(Photo-based referring expression data)
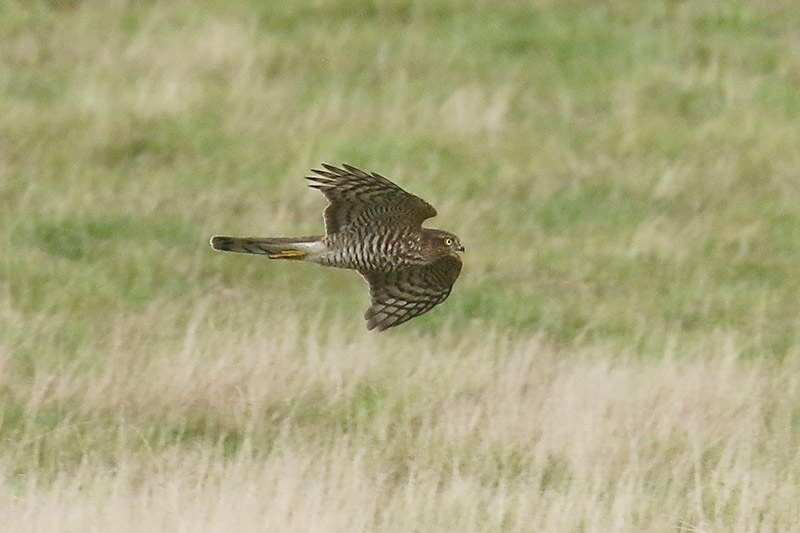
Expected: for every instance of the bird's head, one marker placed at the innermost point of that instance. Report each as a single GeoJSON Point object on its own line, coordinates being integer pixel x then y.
{"type": "Point", "coordinates": [446, 239]}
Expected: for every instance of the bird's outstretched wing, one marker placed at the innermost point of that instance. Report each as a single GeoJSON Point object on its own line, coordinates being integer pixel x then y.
{"type": "Point", "coordinates": [360, 202]}
{"type": "Point", "coordinates": [398, 296]}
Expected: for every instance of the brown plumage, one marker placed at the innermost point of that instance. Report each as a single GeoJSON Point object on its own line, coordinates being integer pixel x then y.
{"type": "Point", "coordinates": [374, 227]}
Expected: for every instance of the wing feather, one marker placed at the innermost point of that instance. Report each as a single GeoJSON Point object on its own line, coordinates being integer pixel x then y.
{"type": "Point", "coordinates": [360, 202]}
{"type": "Point", "coordinates": [398, 296]}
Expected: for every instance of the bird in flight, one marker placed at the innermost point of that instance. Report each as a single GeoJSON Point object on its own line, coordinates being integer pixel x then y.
{"type": "Point", "coordinates": [375, 227]}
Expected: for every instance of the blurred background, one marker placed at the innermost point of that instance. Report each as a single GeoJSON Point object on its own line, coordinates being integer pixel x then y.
{"type": "Point", "coordinates": [624, 176]}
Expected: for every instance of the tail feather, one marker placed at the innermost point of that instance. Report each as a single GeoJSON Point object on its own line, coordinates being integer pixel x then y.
{"type": "Point", "coordinates": [275, 247]}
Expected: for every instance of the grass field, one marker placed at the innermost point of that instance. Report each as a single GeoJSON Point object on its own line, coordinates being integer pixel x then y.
{"type": "Point", "coordinates": [621, 352]}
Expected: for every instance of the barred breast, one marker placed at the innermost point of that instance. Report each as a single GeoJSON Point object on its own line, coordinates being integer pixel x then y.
{"type": "Point", "coordinates": [388, 250]}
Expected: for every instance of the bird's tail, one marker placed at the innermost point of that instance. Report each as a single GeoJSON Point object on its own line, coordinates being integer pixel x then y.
{"type": "Point", "coordinates": [298, 248]}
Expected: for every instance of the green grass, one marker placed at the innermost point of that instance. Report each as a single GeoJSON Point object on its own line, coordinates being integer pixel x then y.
{"type": "Point", "coordinates": [617, 355]}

#### ASSIGNMENT:
Give back exactly the lines running from the line that has "Expected: for every instance of the barred" to the end of the entries above.

#### COMPLETED TASK:
Expected: for every instance of the barred breast, one marker placed at the innermost point of that instance. Report each as a single GeoJSON Point object on its own line, coordinates being integer pixel x then y.
{"type": "Point", "coordinates": [388, 250]}
Expected: for every instance of the bird's tail, one marker placed at the innermost point of that instance. Report each as a single GeoJSON Point object on its own line, coordinates being integer pixel x then y.
{"type": "Point", "coordinates": [298, 248]}
Expected: for every instance of the green grass, one marker placed at the innermost point of that instance. Report each as a single GeoJSON Point object on its own line, coordinates being integer pixel x then y.
{"type": "Point", "coordinates": [617, 355]}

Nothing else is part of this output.